> [Texto de referencia]:
= = =

Desde luego, nadie niega el mandato cristiano de acoger al forastero. Pero si la Iglesia quiere participar con seriedad en el debate público, debe asumir la diferencia entre el acompañamiento pastoral y el diseño de políticas públicas. No es lo mismo ayudar a una persona concreta en situación de necesidad que legislar sobre la incorporación de medio millón de personas al sistema laboral, sanitario y social de un país. Y más aún cuando ese país presenta signos claros de fragilidad económica, fragmentación cultural y agotamiento institucional.

Algo similar ocurre con otra propuesta del arzobispo, acaso más doméstica pero no menos reveladora: el llamamiento a que los ciudadanos pongan sus viviendas en alquiler a precios por debajo del mercado, como forma de combatir la crisis habitacional. Es un verdadero ejercicio de solidaridad, decía en un vídeo reciente, animando a abrir las puertas de nuestras casas a quienes más lo necesitan.

= = =

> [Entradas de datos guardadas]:

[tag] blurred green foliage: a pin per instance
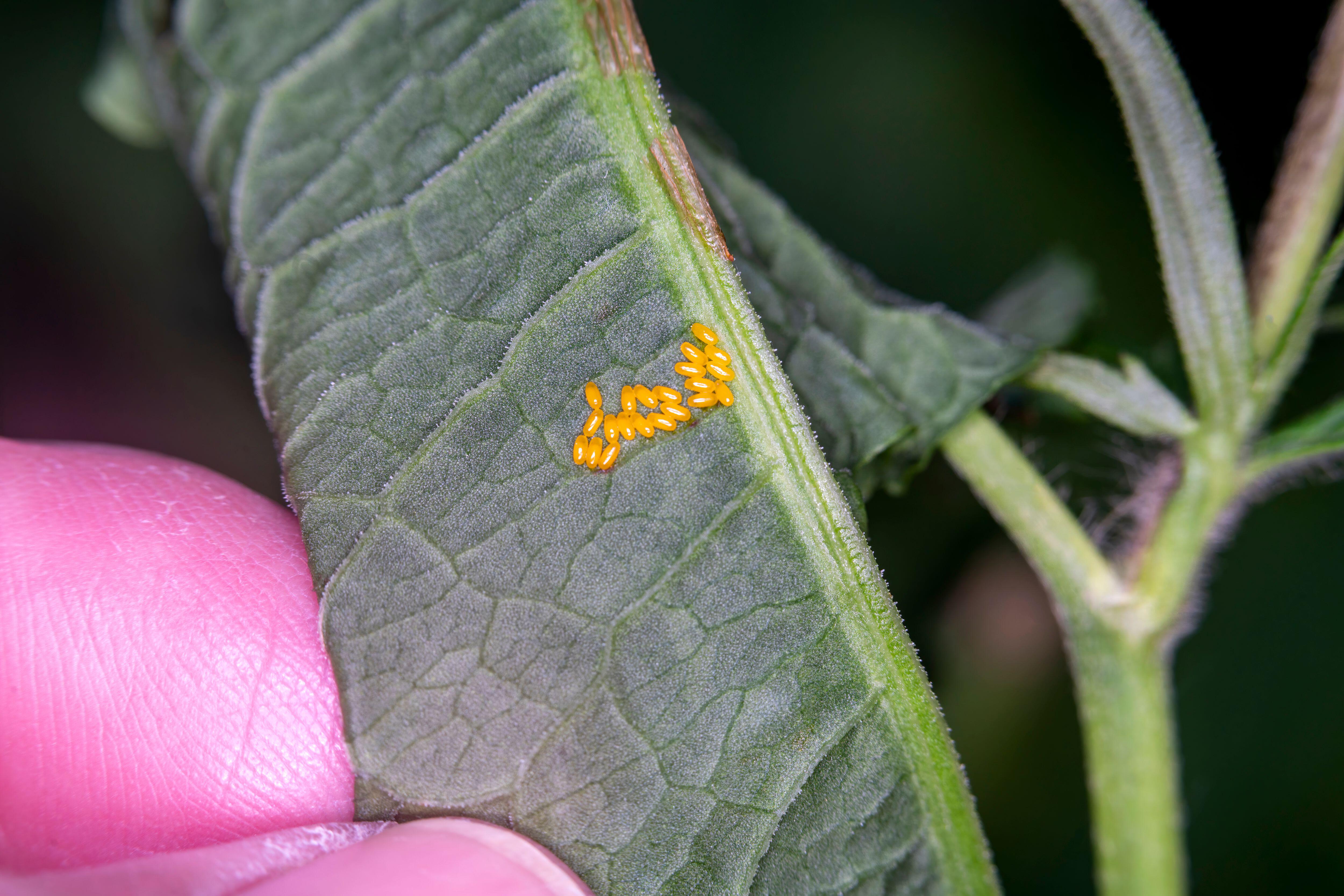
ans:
(941, 143)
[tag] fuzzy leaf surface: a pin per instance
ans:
(1132, 398)
(686, 675)
(881, 377)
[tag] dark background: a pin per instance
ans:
(941, 143)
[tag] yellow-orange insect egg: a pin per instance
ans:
(646, 397)
(703, 400)
(687, 369)
(722, 373)
(693, 354)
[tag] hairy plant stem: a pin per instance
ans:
(1119, 656)
(1125, 708)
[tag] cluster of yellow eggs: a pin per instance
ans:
(707, 375)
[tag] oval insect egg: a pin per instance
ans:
(703, 400)
(595, 422)
(722, 373)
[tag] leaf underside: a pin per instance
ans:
(881, 377)
(685, 676)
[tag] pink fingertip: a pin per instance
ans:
(163, 682)
(436, 856)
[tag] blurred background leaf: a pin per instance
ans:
(943, 144)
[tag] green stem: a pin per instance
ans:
(1119, 661)
(1210, 481)
(1124, 704)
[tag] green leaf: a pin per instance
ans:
(1193, 221)
(117, 97)
(1134, 400)
(1307, 319)
(882, 378)
(685, 675)
(1312, 438)
(1332, 320)
(1306, 201)
(1045, 304)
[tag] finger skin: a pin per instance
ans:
(433, 858)
(224, 870)
(436, 856)
(163, 684)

= = =

> [Ejercicios]:
(1) Reescribe el tramo del texto sobre la Iglesia que empieza en las palabras "Algo similar ocurre" y termina tras "más lo necesitan.", sustituyendo "arzobispo" por "obispo".
(2) En el texto sobre la Iglesia, ¿cómo calificaba el arzobispo la idea de alquilar viviendas a precios por debajo del mercado?
(3) Prosigue el texto sobre la Iglesia a partir de su última oración.

> [Soluciones]:
(1)
Algo similar ocurre con otra propuesta del obispo, acaso más doméstica pero no menos reveladora: el llamamiento a que los ciudadanos pongan sus viviendas en alquiler a precios por debajo del mercado, como forma de combatir la crisis habitacional. Es un verdadero ejercicio de solidaridad, decía en un vídeo reciente, animando a abrir las puertas de nuestras casas a quienes más lo necesitan.

(2) Como un verdadero ejercicio de solidaridad.

(3)
La imagen es poderosa: los feligreses como pequeños samaritanos inmobiliarios, bajando el precio de sus alquileres por amor al prójimo. Pero resulta chocante por su ingenuidad. Como si el problema de la vivienda en España fuera una cuestión de generosidad individual y no el resultado de una arquitectura económica deliberadamente desigual. Hoy, los jóvenes deben reunir más del 30 % del valor de una vivienda para acceder a una hipoteca entre entrada e impuestos. La banca gana cifras milmillonarias mientras restringe el crédito a las familias. Pocos fondos de inversión controlan buena parte del parque inmobiliario de vivienda y son capaces de inflar los precios con la sola presión de sus carteras. El suelo es un elemento especulativo más de un sistema corrupto monopolizado por partidos políticos. Y a esto se suma un marco legal que deja al pequeño arrendador completamente indefenso frente a impagos y ocupaciones.

En ese contexto, pedir al ciudadano medio —al pensionista con un piso heredado, al funcionario que guarda una vivienda vacía por precaución— que ejerza de benefactor mientras las grandes estructuras financieras especulan a placer, resulta, por decirlo con suavidad, ingenuo. El problema de fondo no está en la falta de solidaridad del pequeño propietario, sino en la impunidad con que los grandes capitales —muchos de ellos extranjeros, muchos incentivados fiscalmente— acaparan, encarecen y distorsionan el mercado de la vivienda. Pretender resolverlo apelando a la caridad del feligrés es como querer apagar un incendio forestal con un vaso de agua.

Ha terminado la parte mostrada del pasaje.